*TAREFAS PROPOSTAS*:
1. Segundo o texto sobre o erro de transcrição do grampo telefônico, em que data a frase incorreta apareceu no pedido de prisão temporária da médica?
2. Prossiga a notícia sobre o erro de transcrição do grampo telefônico a partir da última frase apresentada.

*TEXTO FORNECIDO*:
—————
No documento enviado à Justiça, foi utilizado "assassinar" em vez de "raciocinar".
Usada pela polícia, a gravação de um grampo telefônico atribui à chefe da UTI do Hospital Universitário Evangélico a seguinte declaração: "Nós estamos com a cabeça bem tranquila pra assassinar, pra tudo, né?".
O que a médica disse, na verdade, foi: "Nós estamos com a cabeça bem tranquila pra raciocinar, pra tudo, né?". O diálogo ocorreu no dia 24 de janeiro, entre ela e um funcionário da UTI.
A frase incorreta apareceu no pedido de prisão temporária da médica, no dia 31 de janeiro. Virgínia está presa preventivamente desde a semana passada em Curitiba.
A solicitação de prisão se fundamenta, segundo a Polícia Civil, em outras gravações e depoimentos de funcionários e ex-funcionários da UTI.
O erro de transcrição foi admitido em uma correção, que também integra o inquérito. Segundo o "Jornal Nacional", da TV Globo, a correção ocorreu após a prisão.
Jornais, rádios e TVs chegaram a destacar em reportagens veiculadas ontem e anteontem a frase com a palavra "assassinar".
FORA DE CONTEXTO
O advogado da médica, Elias Mattar Assad, disse que as gravações feitas pela polícia "não merecem crédito".
"Descontextualizaram, pegaram uma frase aqui e outra ali, formaram um raciocínio novo... Não é nada disso", disse. "A Polícia Civil está com problema de audição."
—————
*MATERIAL SELECIONADO*:
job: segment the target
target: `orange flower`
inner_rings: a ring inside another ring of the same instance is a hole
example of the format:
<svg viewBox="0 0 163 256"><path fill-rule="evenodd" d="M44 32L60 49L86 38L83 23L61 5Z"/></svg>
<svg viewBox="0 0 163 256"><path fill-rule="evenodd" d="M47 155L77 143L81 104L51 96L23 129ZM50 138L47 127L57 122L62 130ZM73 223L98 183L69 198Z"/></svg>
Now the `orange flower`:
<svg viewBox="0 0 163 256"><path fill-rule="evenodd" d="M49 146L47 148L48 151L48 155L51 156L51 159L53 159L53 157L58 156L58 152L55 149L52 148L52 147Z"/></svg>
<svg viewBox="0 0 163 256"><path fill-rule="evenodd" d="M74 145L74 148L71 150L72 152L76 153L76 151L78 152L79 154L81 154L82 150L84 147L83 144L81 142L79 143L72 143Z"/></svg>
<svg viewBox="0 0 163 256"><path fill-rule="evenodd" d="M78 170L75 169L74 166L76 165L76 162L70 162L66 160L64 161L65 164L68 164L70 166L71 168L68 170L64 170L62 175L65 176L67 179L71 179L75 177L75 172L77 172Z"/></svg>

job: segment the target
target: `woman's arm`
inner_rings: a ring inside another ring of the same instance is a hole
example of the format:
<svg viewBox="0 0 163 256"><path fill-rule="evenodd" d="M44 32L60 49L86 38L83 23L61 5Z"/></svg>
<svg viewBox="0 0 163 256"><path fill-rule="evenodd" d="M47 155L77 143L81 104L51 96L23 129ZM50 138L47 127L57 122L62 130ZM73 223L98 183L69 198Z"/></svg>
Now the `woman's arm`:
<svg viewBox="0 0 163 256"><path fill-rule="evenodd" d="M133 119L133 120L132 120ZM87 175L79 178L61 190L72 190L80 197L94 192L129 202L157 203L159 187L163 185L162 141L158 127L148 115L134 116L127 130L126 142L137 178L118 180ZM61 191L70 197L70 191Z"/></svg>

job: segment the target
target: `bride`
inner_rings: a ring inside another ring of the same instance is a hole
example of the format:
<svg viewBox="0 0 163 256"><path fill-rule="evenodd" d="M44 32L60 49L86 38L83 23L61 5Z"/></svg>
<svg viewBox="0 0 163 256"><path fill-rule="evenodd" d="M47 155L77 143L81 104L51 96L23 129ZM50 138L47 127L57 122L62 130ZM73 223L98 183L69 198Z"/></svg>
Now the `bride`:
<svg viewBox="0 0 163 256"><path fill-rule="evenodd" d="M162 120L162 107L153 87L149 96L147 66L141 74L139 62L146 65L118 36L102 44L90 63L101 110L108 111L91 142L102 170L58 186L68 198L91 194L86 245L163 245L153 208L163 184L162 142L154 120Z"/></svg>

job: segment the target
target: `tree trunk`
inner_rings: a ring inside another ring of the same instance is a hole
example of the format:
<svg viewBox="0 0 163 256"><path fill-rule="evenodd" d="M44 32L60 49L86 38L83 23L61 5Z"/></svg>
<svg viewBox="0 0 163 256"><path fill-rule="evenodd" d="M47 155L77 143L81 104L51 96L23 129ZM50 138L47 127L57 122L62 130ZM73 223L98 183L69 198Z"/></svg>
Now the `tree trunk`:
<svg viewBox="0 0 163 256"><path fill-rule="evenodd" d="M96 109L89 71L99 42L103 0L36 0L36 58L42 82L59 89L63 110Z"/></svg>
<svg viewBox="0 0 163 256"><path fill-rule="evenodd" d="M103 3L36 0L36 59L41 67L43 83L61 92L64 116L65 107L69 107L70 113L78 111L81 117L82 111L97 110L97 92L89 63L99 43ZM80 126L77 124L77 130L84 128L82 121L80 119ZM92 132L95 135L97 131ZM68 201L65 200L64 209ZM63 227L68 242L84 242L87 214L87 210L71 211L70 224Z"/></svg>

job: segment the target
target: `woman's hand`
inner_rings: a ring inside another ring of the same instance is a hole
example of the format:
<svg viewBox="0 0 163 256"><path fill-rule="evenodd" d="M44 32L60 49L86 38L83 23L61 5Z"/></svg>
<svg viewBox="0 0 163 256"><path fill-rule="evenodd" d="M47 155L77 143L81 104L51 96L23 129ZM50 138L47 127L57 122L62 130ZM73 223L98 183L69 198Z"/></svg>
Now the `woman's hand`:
—————
*RESPOSTAS EM ORDEM*:
1. No dia 31 de janeiro.

2.
A polícia do Paraná disse que os pedidos de prisão se fundamentam em quase mil páginas de investigações.
A investigação, iniciada há um ano, aponta que a médica administrava relaxantes ou bloqueadores musculares nos pacientes e diminuía a quantidade de oxigênio dos aparelhos, levando à morte por parada respiratória.
Pelo menos 30 pessoas foram ouvidas, a maioria funcionários e ex-funcionários da UTI. Muitos dos depoimentos, segundo a polícia, reforçam a denúncia.
A delegada Paula Brisola, que assinou o pedido de prisão, diz no inquérito que "esse tipo de delito não deixa vestígios, impossibilitando a realização de levantamentos de elementos materiais capazes de comprovar [o crime]".
Por isso, os grampos telefônicos são até agora a principal prova da polícia. Numa das falas, a médica diz querer "desentulhar a UTI".
Além de Virgínia, três médicos e uma enfermeira que trabalhavam na UTI estão presos sob suspeita de terem colaborado -eles negam.